▶ [EXERCISE DATA]:

-- Start --

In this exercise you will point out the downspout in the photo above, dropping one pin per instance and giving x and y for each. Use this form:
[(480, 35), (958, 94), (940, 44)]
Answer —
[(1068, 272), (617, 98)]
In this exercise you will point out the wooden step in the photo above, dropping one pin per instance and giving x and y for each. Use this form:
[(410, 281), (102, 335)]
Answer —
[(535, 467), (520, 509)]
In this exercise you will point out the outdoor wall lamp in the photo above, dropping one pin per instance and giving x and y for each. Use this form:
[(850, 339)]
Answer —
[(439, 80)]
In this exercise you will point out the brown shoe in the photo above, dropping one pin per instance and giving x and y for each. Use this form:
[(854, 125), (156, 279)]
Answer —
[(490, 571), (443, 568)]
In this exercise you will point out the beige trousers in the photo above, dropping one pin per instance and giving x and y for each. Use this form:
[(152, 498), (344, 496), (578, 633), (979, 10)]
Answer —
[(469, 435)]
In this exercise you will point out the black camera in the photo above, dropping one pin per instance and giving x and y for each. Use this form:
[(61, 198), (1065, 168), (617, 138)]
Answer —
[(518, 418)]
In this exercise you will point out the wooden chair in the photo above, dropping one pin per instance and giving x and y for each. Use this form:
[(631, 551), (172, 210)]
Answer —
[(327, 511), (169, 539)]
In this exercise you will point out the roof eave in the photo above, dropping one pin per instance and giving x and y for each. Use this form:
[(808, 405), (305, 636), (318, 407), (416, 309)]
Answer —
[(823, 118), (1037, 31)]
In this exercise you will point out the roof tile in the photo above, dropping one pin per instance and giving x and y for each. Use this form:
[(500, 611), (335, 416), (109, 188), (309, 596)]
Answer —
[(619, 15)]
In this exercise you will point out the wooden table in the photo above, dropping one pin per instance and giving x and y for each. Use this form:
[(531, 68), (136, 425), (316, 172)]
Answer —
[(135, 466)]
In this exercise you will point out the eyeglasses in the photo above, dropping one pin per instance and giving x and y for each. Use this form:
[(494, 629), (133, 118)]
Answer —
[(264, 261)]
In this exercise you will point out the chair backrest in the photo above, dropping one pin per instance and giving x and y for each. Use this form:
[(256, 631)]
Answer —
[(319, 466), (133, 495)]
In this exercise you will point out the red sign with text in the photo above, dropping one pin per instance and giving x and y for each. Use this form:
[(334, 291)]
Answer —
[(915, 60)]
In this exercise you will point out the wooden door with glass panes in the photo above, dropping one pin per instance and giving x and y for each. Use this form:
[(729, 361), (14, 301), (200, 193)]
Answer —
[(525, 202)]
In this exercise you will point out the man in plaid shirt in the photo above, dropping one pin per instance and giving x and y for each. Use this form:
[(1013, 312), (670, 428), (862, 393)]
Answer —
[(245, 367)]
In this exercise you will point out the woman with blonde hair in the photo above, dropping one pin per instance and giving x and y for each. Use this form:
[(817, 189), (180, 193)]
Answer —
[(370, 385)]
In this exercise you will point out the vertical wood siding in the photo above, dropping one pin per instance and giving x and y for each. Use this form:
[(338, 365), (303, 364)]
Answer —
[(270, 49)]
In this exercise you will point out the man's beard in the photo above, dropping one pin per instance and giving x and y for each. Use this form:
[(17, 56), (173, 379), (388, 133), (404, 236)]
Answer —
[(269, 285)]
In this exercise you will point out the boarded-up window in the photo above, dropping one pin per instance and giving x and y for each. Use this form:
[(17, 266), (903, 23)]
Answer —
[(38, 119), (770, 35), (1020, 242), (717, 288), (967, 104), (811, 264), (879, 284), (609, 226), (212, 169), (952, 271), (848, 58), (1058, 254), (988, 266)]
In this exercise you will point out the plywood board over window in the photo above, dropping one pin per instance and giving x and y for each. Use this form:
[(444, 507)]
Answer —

-- End --

▶ [INSTRUCTIONS TO FOLLOW]:
Reproduce every entry above verbatim, in its original order, with no changes to wording, coordinates, or punctuation.

▶ [REPLY]:
In this exercise you will point out the downspout in the photo above, dropping one pin per instance and giving x and y for each. Use this form:
[(480, 35), (958, 94), (940, 44)]
Answer —
[(1068, 272), (617, 98)]
In this exercise you will point out the wooden step in the photo above, dropping one pin per instance and giving x and y for each. Use this form:
[(410, 281), (102, 335)]
Answer —
[(535, 467), (520, 509)]
In this exercise you will point out the outdoor wall lamp in the photo above, dropping one pin per instance and giving x and y for each. Use this form:
[(850, 339)]
Answer —
[(439, 80)]
In this exercise you will point out the brown shoe in the photo above, dropping one pin per instance and giving x and y for each. Use this form:
[(854, 125), (156, 279)]
Answer —
[(490, 571), (443, 568)]
In this exercise you will point out the beige trousers in the photo above, dropping one pin per instance and giving x and y for each. Use this form:
[(152, 498), (344, 496), (578, 633), (979, 10)]
Answer —
[(469, 435)]
In this exercise you will point out the black camera in the photo above, dropping one pin per instance and giving x and y for each. Use this form:
[(61, 198), (1065, 168), (617, 138)]
Answer —
[(518, 418)]
In this exercise you will point out the wooden chair in the photo above, dropping one pin per instance and giving x and y for each. Use this form:
[(631, 551), (172, 210)]
Answer —
[(327, 511), (169, 539)]
In this exercise you will point out the roof eave in the photo above, dropping one pin per instance and giving x and y for each. Use this form:
[(808, 405), (305, 636), (318, 407), (416, 309)]
Answer —
[(823, 118), (1037, 31)]
In this exercise you will point out the roof tile in the photo above, dropping one pin per instance and giving x and y for each. Use this form:
[(500, 611), (335, 416), (109, 188), (309, 596)]
Answer —
[(619, 15)]
In this exercise you will point out the wooden table in the photo above, dropping one pin per instance and giving x and y for each. Use this form:
[(531, 68), (136, 425), (316, 172)]
Answer —
[(135, 466)]
In this exercise you will point out the eyeglasses in the photo above, dropping one pin per instance and giving x and y for each. Use this form:
[(494, 629), (133, 118)]
Answer —
[(264, 261)]
In this exercise you will point out the chair backrest in the photo above, dropping one pin per instance and giving x and y for each. Use this form:
[(256, 631)]
Answer —
[(319, 466), (133, 495)]
In this exercise you will point out the red sign with text in the photo above, dropping one pin per instance and giving x and y for each. Use this form:
[(334, 291)]
Answer —
[(915, 60)]
In this exercise you will point out the wooden door with glass panes in the photo above, dropping one pin per instance and giving x and y for each. Use this form:
[(729, 361), (14, 301), (200, 193)]
Answer —
[(525, 202)]
In this exercise you will point out the man in plaid shirt in the photo above, dropping one pin per instance and giving x and y for each. Use this form:
[(1013, 312), (670, 428), (862, 393)]
Answer —
[(245, 367)]
In this exercise you will point out the woman with blonde hair in the photo above, dropping one pin per instance and giving x and y for each. Use this form:
[(817, 189), (180, 193)]
Answer —
[(370, 385)]
In this exercise you will point out the vertical wood siding in the photo above, dropping one pin per instance and giving x and y for each. Use this form:
[(338, 365), (303, 364)]
Answer —
[(270, 49)]
In this exercise you will point out the man's beard in the photo above, dropping one pin per instance and giving x and y for each. Use this form:
[(17, 56), (173, 379), (388, 133), (404, 236)]
Answer —
[(269, 285)]
In this exercise you will point out the boarded-up window in the photo above, dropping one pin per instance and giving x and y for each. Use this form:
[(17, 266), (903, 23)]
Answer —
[(38, 119), (770, 35), (1020, 242), (717, 288), (967, 104), (811, 264), (879, 284), (609, 226), (212, 169), (952, 271), (848, 58), (1058, 254), (988, 266)]
In this exercise you will point out the plywood board over window in the photo above, dropping one pin per instance and giving x and y for each. Use this form:
[(444, 507)]
Answer —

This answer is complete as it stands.